* **Text provided**:
In some embodiments, for multi-DCI multi-TRP operation with two TAs, any the following alternatives may be supported: one n-TimingAdvanceOffset value per serving cell, or two n-TimingAdvanceOffset value per serving cell.

In some embodiments, for multi-DCI based multi-TRP operation, down-select one of the two alternatives: configure two TAGs within a serving cell, or consider two TAs within one TAG within a serving cell.

In some embodiments, for multi-DCI based multi-TRP operation with two TAs, as for the overlapping part between two UL transmissions associated with two TAs, several solutions may be used, including introducing scheduling restriction in overlapping part, introducing dropping rules, and allowing overlapped transmission in case the UE supports STxMP transmission.

In some embodiments, for multi-DCI based multi-TRP operation with two TAs, two TAGs belonging to a serving cell may be configured.

In some embodiments, for multi-DCI multi-TRP operation with two TAs, up to two n-TimingAdvanceOffset value per serving cell may be supported.

In some embodiments, the multi-DCI based multi-TRP operation with two TAs may applicably for the following: RACH triggered by PDCCH order in intra-cell MTRP case, RACH triggered by PDCCH order in inter-cell MTRP case, UE triggered RACH by contention based RA (CBRA) or contention free (CFRA) in radio resource control (RRC) connected mode.

In some embodiments, for associating TAGs to target UL channels/signals for multi-DCI based multi-TRP operation, downselect one of the options:

option 1: associate TAG to TCI-state/spatial relation;

option 2: associate TAG to CORESETPoolIndex;

option 3: associate TAG to DL reference signal (RS) group. For a UL transmission, UE adopts the TAG associated with the DL RS group to which the PL RS of the UL transmission belongs;

option 4: associate TAG to target UL channels/RSs directly for semi-static UL channels/RSs (e.g. periodic CSI PUCCH, periodic SRS, configured grant (CG) PUSCH) , and further discuss how to associate TAG to dynamic UL channels/RSs (e.g. via associating TAG to CORESETPoolIndex additionally, etc. ) .

In some embodiments, for multi-DCI multi-TRP operation with two TAs in a CC, two DL reference timings are supported where each DL reference timing is associated with one TAG. Further, the baseline assumption is that the Rx timing difference between the two DL reference timings is no larger than CP length, and as an optional UE capability, Rx timing difference between the two DL reference timings can be assumed to be larger than CP length.

In some embodiments, for inter-cell multi-DCI based Multi-TRP operation with two TA enhancement, support one of the options: physical downlink control channel (PDCCH) scheduling RAR will always be received from serving cell è there is no need for additional type 1 common Search Space (CSS) configuration per additional PCI; and in addition to PDCCH scheduling random access response (RAR) being received from serving cell, reception of PDCCH scheduling RAR from a TRP corresponding to an additional PCI for a RACH procedure associated to the additional PCI is supported èadditional type 1 CSS configuration per additional PCI needs to be supported.

In some embodiments, for multi-DCI based inter-cell multi-TRP operation with two TA enhancement, support PRACH configuration associated with additional configured PCIs different from the PCI of the serving cell.

* **Stored records**:

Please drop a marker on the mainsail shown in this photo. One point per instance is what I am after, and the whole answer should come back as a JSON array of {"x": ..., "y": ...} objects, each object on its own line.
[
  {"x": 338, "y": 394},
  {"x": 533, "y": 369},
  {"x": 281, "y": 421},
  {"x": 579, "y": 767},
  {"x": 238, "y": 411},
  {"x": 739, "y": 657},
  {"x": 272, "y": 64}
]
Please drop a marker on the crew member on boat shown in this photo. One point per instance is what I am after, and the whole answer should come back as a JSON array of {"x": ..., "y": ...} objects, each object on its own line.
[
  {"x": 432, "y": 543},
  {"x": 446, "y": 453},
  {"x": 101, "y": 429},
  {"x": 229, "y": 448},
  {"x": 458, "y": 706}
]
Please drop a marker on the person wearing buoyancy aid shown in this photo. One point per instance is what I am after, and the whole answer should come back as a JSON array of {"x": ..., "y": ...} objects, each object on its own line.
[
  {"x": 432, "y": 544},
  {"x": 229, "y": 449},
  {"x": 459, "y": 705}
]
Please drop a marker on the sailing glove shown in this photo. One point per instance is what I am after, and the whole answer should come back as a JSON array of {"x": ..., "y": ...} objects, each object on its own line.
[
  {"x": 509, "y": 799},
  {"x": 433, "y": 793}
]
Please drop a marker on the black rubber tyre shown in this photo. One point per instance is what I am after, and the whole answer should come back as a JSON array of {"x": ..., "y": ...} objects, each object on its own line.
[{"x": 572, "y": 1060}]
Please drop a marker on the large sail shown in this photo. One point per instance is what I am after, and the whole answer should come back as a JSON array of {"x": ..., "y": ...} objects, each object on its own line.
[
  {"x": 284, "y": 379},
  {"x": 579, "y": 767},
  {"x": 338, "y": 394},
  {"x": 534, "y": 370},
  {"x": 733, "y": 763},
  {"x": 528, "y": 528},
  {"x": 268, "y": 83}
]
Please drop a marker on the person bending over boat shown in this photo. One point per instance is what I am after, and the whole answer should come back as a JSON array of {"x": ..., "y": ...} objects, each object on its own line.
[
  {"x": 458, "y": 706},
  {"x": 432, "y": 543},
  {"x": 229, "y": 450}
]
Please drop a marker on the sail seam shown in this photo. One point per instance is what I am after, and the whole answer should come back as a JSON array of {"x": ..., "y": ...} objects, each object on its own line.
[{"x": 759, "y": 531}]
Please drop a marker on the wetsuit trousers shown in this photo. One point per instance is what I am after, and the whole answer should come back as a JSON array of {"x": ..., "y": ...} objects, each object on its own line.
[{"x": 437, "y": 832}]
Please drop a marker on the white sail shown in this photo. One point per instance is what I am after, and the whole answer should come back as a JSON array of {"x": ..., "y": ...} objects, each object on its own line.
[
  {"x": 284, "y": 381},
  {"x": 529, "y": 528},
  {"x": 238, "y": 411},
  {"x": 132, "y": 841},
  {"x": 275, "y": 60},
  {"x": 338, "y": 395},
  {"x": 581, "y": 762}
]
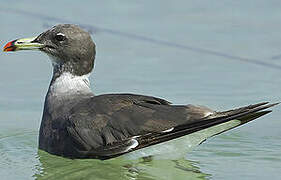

* **Tasks to complete**:
**a.** In the multi-TRP timing advance text, what does option 2 associate the TAG with?
**b.** For each statement below, say whether it agrees with the multi-TRP timing advance text. Give yes or no and quote the deciding words.
(i) For multi-DCI based multi-TRP operation with two TAs, two TAGs belonging to a serving cell may be configured.
(ii) The baseline assumption is that the Rx timing difference between the two DL reference timings is larger than CP length.
(iii) Option 4 associates the TAG directly with dynamic UL channels/RSs.
**c.** Write the next part of the multi-TRP timing advance text, picking up after its final sentence.

* **Final answers**:
**a.** Option 2 associates the TAG with CORESETPoolIndex.

**b.**
(i) Yes: "two TAGs belonging to a serving cell may be configured"
(ii) No: "the baseline assumption is that the Rx timing difference between the two DL reference timings is no larger than CP length"
(iii) No: "associate TAG to target UL channels/RSs directly for semi-static UL channels/RSs"

**c.**
In some embodiments, for multi-DCI based inter-cell multi-TRP operation with two TA enhancement, support a mechanism to determine which physical random access channel (PRACH) configuration (i.e., RACH configuration corresponding to serving cell PCI or an additional PCI) to be used in the RACH procedure triggered by PDCCH order.

In some embodiments, for multi-DCI based multi-TRP operation with two TA enhancement, support one of the following: 1) PDCCH order sent by one TRP triggers RACH procedure towards the same TRP, where PDCCH order sent by one TRP triggering RACH procedure towards another TRP is not allowed; 2) Alt 2: PDCCH order sent by one TRP triggers RACH procedure towards either the same TRP or a different TRP, where PDCCH order triggering two RACH procedures for two TRPs may be further supported.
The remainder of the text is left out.